───── GIVEN PASSAGE ─────
If you have good surface agitation I would say you really don't need one with those fish. Oscars don't tend to like hard current. They are slow movers (Unless they are chasing feeder fish). Powerheads mainly move water. More important in marine aquariums than in fresh but used in both.


----------



## Georgia Peach (Sep 23, 2005)

I use one in my tank to aerate the water - I turn it on every few days for about 20 mins


----------



## TheOldSalt (Jan 28, 2005)

Powerheads were originally invented to sit atop undergravel filter riser tubes to replace the air bubbles with swifter, invisible current. That's how they got their name.
Nowadays we've found oodles of other uses for them, but the name has stuck.
They are good for providing water currents in a tank without creating bubbles or degassing the water, which is handy for heavily planted tanks, and they're especially useful in saltwater reef tanks for eliminating stagnant areas.

Most of them have a little venturi on them for air injection into the tank if you want it, and that can be useful too, like Georgia peach demonstrated.
To top it all off, many of them have reverse direction capability for specialized applications like reverse-flow undergravel filtration, and some even have self-oscillating nozzles to provide wave action in the tank. ( my idea, by the way )

A small one might be nice for your tank, but certainly not necessary. As already mentioned, Oscars aren't very fond of strong currents.


----------
───── INFORMATION SHOWN ─────
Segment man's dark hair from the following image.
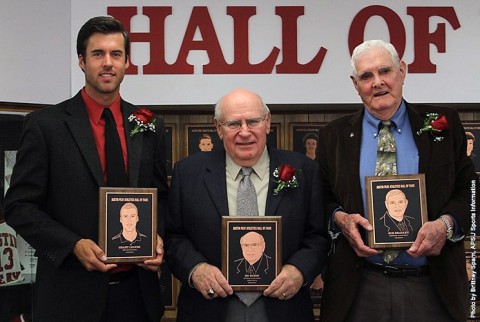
─────
EXERCISE TASKS:
(a) From the thread on powerheads, reproduce word for word the part that opens with the words containing "Powerheads were originally" and closes with "Georgia peach demonstrated.".
(b) In the thread on powerheads, which built-in features does TheOldSalt say powerheads have?
(c) Using the thread on powerheads, answer each question:
(i) How often and for how long does Georgia Peach run a powerhead?
(ii) What were powerheads originally invented to sit atop?
(iii) According to the first post, in which aquariums are powerheads more important?

SET OF ANSWERS:
(a)
Powerheads were originally invented to sit atop undergravel filter riser tubes to replace the air bubbles with swifter, invisible current. That's how they got their name.
Nowadays we've found oodles of other uses for them, but the name has stuck.
They are good for providing water currents in a tank without creating bubbles or degassing the water, which is handy for heavily planted tanks, and they're especially useful in saltwater reef tanks for eliminating stagnant areas.

Most of them have a little venturi on them for air injection into the tank if you want it, and that can be useful too, like Georgia peach demonstrated.

(b)
- A little venturi for air injection into the tank
- Reverse direction capability
- Self-oscillating nozzles that provide wave action

(c)
(i) Every few days, for about 20 minutes.
(ii) Undergravel filter riser tubes.
(iii) Marine aquariums.